Problem
Please return every record below exactly as it stands.

*** Opening of Provided records ***

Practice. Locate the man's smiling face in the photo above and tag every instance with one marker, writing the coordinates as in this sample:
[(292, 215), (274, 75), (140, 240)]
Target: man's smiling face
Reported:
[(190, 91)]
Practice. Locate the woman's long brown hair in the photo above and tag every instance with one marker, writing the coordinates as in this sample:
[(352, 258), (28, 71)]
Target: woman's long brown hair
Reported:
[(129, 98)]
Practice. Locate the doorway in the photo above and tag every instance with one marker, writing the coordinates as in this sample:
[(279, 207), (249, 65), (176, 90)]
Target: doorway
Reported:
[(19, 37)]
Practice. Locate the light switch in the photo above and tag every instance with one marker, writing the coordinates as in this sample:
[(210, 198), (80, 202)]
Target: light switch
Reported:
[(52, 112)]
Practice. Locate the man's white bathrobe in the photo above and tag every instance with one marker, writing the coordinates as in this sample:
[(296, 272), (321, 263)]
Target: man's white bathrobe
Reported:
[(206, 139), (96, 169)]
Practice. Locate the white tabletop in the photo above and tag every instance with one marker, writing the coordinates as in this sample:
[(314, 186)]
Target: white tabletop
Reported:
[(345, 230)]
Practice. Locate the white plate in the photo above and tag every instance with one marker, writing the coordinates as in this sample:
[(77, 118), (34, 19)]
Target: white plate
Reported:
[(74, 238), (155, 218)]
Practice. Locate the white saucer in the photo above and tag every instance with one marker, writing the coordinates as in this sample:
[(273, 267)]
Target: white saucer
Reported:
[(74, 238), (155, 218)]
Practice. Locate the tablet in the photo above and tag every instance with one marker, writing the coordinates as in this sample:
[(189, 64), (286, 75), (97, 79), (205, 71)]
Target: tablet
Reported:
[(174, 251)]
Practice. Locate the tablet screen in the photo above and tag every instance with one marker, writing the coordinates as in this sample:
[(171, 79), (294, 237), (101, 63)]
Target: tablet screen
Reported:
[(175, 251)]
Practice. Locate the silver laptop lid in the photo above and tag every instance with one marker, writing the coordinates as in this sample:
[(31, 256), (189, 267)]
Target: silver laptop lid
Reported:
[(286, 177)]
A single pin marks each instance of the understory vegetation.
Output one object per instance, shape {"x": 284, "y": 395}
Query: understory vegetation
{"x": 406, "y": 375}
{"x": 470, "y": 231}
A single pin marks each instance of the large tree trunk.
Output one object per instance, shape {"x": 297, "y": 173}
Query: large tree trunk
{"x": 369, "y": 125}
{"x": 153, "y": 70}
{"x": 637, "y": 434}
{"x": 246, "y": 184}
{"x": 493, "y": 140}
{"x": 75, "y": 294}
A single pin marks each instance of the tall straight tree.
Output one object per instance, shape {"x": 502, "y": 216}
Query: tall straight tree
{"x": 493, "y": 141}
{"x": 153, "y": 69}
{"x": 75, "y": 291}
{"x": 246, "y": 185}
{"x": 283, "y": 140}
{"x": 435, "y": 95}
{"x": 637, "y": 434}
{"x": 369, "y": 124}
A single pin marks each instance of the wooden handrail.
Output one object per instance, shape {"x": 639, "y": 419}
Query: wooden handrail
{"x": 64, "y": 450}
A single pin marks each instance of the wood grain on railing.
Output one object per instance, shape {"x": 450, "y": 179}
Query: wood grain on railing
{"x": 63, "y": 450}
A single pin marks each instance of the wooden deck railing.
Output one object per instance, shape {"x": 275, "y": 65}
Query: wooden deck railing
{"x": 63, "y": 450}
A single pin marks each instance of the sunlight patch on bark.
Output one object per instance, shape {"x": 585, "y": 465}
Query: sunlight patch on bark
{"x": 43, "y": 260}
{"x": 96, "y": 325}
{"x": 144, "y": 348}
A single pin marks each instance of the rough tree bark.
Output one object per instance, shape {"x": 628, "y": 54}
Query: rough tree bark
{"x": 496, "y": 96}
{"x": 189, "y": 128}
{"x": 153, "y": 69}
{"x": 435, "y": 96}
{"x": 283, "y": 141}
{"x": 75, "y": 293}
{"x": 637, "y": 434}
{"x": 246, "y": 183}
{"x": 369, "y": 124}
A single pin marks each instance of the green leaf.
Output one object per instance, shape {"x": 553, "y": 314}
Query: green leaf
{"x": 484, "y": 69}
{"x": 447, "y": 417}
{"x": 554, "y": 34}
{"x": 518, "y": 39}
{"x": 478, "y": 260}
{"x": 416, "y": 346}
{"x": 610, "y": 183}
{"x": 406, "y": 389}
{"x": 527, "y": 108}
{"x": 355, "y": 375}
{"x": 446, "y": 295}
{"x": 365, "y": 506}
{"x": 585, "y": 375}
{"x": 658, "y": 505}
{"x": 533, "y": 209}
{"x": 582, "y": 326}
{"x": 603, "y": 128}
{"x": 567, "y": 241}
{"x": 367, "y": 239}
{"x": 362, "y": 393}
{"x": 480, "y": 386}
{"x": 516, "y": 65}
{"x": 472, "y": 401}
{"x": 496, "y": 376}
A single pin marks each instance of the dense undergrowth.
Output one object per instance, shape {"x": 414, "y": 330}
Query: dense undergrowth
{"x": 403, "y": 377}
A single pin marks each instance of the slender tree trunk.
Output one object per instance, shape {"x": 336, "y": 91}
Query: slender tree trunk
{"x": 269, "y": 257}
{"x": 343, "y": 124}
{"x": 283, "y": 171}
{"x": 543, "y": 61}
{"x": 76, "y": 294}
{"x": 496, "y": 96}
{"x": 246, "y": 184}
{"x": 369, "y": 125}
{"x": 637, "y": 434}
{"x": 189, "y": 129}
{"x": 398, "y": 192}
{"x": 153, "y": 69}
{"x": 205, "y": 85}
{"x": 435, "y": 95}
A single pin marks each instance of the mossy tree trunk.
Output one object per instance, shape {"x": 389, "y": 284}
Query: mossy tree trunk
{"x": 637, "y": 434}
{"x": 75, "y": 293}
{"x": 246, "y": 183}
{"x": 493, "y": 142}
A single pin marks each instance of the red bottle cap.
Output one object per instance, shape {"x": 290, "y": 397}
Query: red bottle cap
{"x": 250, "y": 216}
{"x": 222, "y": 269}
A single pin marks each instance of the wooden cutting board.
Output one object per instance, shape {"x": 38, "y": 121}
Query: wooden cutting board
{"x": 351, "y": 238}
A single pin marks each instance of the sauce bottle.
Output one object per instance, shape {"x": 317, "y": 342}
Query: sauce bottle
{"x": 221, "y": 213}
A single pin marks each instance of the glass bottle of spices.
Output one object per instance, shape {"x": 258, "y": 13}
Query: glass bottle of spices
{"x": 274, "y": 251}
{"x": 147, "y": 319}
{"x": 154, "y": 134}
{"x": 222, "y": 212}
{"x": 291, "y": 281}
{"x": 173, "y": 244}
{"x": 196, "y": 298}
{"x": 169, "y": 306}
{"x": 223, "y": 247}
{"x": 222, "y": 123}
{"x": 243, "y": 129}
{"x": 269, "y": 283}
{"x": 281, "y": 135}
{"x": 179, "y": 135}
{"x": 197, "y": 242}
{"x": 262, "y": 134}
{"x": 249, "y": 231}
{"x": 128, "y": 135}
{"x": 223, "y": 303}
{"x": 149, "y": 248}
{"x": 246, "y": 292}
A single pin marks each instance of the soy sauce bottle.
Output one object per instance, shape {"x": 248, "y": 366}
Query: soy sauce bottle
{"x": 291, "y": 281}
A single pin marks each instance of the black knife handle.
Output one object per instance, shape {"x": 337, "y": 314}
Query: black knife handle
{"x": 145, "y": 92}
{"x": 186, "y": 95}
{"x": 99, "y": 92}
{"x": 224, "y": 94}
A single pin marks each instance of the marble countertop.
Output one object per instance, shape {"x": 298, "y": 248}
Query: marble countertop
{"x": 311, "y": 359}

*** Close of Provided records ***

Result
Practice. Locate the man's smiling face in the photo above and tag every instance with one marker, writing the coordinates as in this sample:
[(292, 215), (274, 75), (140, 240)]
Target: man's smiling face
Reported:
[(190, 91)]
Practice. Locate the woman's long brown hair in the photo above and tag every instance with one marker, writing the coordinates as in this sample:
[(352, 258), (28, 71)]
Target: woman's long brown hair
Reported:
[(129, 98)]
Practice. Locate the doorway in the photo above and tag every instance with one marker, writing the coordinates as in this sample:
[(279, 207), (249, 65), (176, 90)]
Target: doorway
Reported:
[(19, 37)]
Practice. Locate the light switch in the photo above and tag every instance with one marker, writing the coordinates as in this sample:
[(210, 198), (80, 202)]
Target: light switch
Reported:
[(52, 112)]
Practice. Locate the man's white bathrobe in the photo above and tag every instance with one marker, writing the coordinates as in this sample:
[(296, 272), (321, 263)]
Target: man's white bathrobe
Reported:
[(206, 139), (96, 169)]
Practice. Locate the white tabletop in the photo above and tag every instance with one marker, writing the coordinates as in this sample:
[(314, 186)]
Target: white tabletop
Reported:
[(345, 230)]
Practice. Locate the white plate in the photo above and tag every instance with one marker, writing the coordinates as in this sample:
[(77, 118), (34, 19)]
Target: white plate
Reported:
[(74, 238), (155, 218)]
Practice. Locate the white saucer in the photo above and tag every instance with one marker, writing the coordinates as in this sample:
[(273, 267)]
Target: white saucer
Reported:
[(74, 238), (155, 218)]
Practice. Locate the tablet in the photo above and tag every instance with one marker, writing the coordinates as in this sample:
[(189, 64), (286, 75), (97, 79), (205, 71)]
Target: tablet
Reported:
[(174, 251)]
Practice. Locate the tablet screen in the photo above and tag every instance with one marker, writing the coordinates as in this sample:
[(171, 79), (294, 237), (101, 63)]
Target: tablet screen
Reported:
[(175, 251)]
Practice. Locate the silver laptop lid in the photo above and tag every instance with one marker, writing the coordinates as in this sample:
[(31, 256), (189, 267)]
Target: silver laptop lid
Reported:
[(286, 177)]
A single pin marks each instance of the understory vegetation.
Output one object per instance, shape {"x": 284, "y": 395}
Query: understory vegetation
{"x": 406, "y": 375}
{"x": 470, "y": 231}
A single pin marks each instance of the large tree trunk.
Output one object per instance, shape {"x": 297, "y": 173}
Query: large tree trunk
{"x": 369, "y": 125}
{"x": 153, "y": 70}
{"x": 637, "y": 434}
{"x": 246, "y": 184}
{"x": 493, "y": 140}
{"x": 75, "y": 294}
A single pin marks each instance of the tall straight tree.
Output one object per instance, shape {"x": 502, "y": 216}
Query: tall straight tree
{"x": 493, "y": 141}
{"x": 153, "y": 69}
{"x": 75, "y": 291}
{"x": 246, "y": 185}
{"x": 283, "y": 140}
{"x": 435, "y": 95}
{"x": 637, "y": 434}
{"x": 369, "y": 124}
A single pin marks each instance of the wooden handrail.
Output one object per instance, shape {"x": 639, "y": 419}
Query: wooden handrail
{"x": 64, "y": 450}
A single pin marks each instance of the wood grain on railing.
Output one object per instance, shape {"x": 450, "y": 179}
Query: wood grain on railing
{"x": 63, "y": 450}
A single pin marks each instance of the wooden deck railing.
Output one object per instance, shape {"x": 275, "y": 65}
Query: wooden deck railing
{"x": 63, "y": 450}
A single pin marks each instance of the sunlight patch on bark.
Output one object per instance, shape {"x": 585, "y": 465}
Query: sunlight patch on bark
{"x": 43, "y": 260}
{"x": 96, "y": 325}
{"x": 144, "y": 348}
A single pin marks each instance of the rough tree bark.
Output one object per instance, shape {"x": 628, "y": 54}
Query: rough tree bark
{"x": 496, "y": 96}
{"x": 189, "y": 128}
{"x": 153, "y": 69}
{"x": 435, "y": 96}
{"x": 283, "y": 141}
{"x": 75, "y": 293}
{"x": 637, "y": 434}
{"x": 246, "y": 183}
{"x": 369, "y": 124}
A single pin marks each instance of the green leaf.
Output one object per instance, shape {"x": 553, "y": 314}
Query: green leaf
{"x": 484, "y": 69}
{"x": 447, "y": 417}
{"x": 554, "y": 34}
{"x": 518, "y": 39}
{"x": 478, "y": 260}
{"x": 416, "y": 346}
{"x": 610, "y": 183}
{"x": 406, "y": 389}
{"x": 527, "y": 108}
{"x": 355, "y": 375}
{"x": 446, "y": 295}
{"x": 365, "y": 506}
{"x": 585, "y": 375}
{"x": 658, "y": 505}
{"x": 533, "y": 209}
{"x": 582, "y": 326}
{"x": 603, "y": 128}
{"x": 567, "y": 241}
{"x": 367, "y": 239}
{"x": 362, "y": 393}
{"x": 480, "y": 386}
{"x": 516, "y": 65}
{"x": 472, "y": 401}
{"x": 496, "y": 376}
A single pin marks each instance of the dense undergrowth.
Output one object per instance, shape {"x": 414, "y": 330}
Query: dense undergrowth
{"x": 403, "y": 377}
A single pin marks each instance of the slender tree trunk.
Output one object per instance, shape {"x": 336, "y": 91}
Query: slender tree trunk
{"x": 269, "y": 257}
{"x": 343, "y": 124}
{"x": 283, "y": 171}
{"x": 543, "y": 61}
{"x": 76, "y": 294}
{"x": 496, "y": 96}
{"x": 246, "y": 184}
{"x": 369, "y": 125}
{"x": 637, "y": 434}
{"x": 189, "y": 129}
{"x": 398, "y": 192}
{"x": 153, "y": 69}
{"x": 205, "y": 85}
{"x": 435, "y": 95}
A single pin marks each instance of the mossy tree trunk.
Output one object per instance, shape {"x": 389, "y": 284}
Query: mossy tree trunk
{"x": 637, "y": 434}
{"x": 75, "y": 293}
{"x": 246, "y": 183}
{"x": 493, "y": 142}
A single pin marks each instance of the red bottle cap.
Output one object per instance, shape {"x": 290, "y": 397}
Query: red bottle cap
{"x": 250, "y": 216}
{"x": 222, "y": 269}
A single pin marks each instance of the wooden cutting board.
Output one object per instance, shape {"x": 38, "y": 121}
Query: wooden cutting board
{"x": 351, "y": 238}
A single pin marks each instance of the sauce bottle.
Output one object per instance, shape {"x": 317, "y": 342}
Query: sauce bottle
{"x": 221, "y": 213}
A single pin marks each instance of the glass bottle of spices.
Output one object per instance, shape {"x": 258, "y": 13}
Query: glass bottle of spices
{"x": 274, "y": 251}
{"x": 147, "y": 319}
{"x": 154, "y": 134}
{"x": 222, "y": 212}
{"x": 291, "y": 281}
{"x": 173, "y": 244}
{"x": 196, "y": 298}
{"x": 169, "y": 306}
{"x": 223, "y": 247}
{"x": 222, "y": 123}
{"x": 243, "y": 129}
{"x": 269, "y": 283}
{"x": 281, "y": 135}
{"x": 179, "y": 135}
{"x": 197, "y": 242}
{"x": 262, "y": 134}
{"x": 249, "y": 231}
{"x": 128, "y": 135}
{"x": 223, "y": 303}
{"x": 149, "y": 248}
{"x": 246, "y": 292}
A single pin marks each instance of the soy sauce bottle.
Output one object per instance, shape {"x": 248, "y": 366}
Query: soy sauce bottle
{"x": 291, "y": 281}
A single pin marks each instance of the black knife handle.
Output one object per instance, shape {"x": 337, "y": 314}
Query: black knife handle
{"x": 145, "y": 92}
{"x": 186, "y": 95}
{"x": 99, "y": 92}
{"x": 224, "y": 94}
A single pin marks each instance of the marble countertop.
Output one object per instance, shape {"x": 298, "y": 248}
Query: marble countertop
{"x": 311, "y": 359}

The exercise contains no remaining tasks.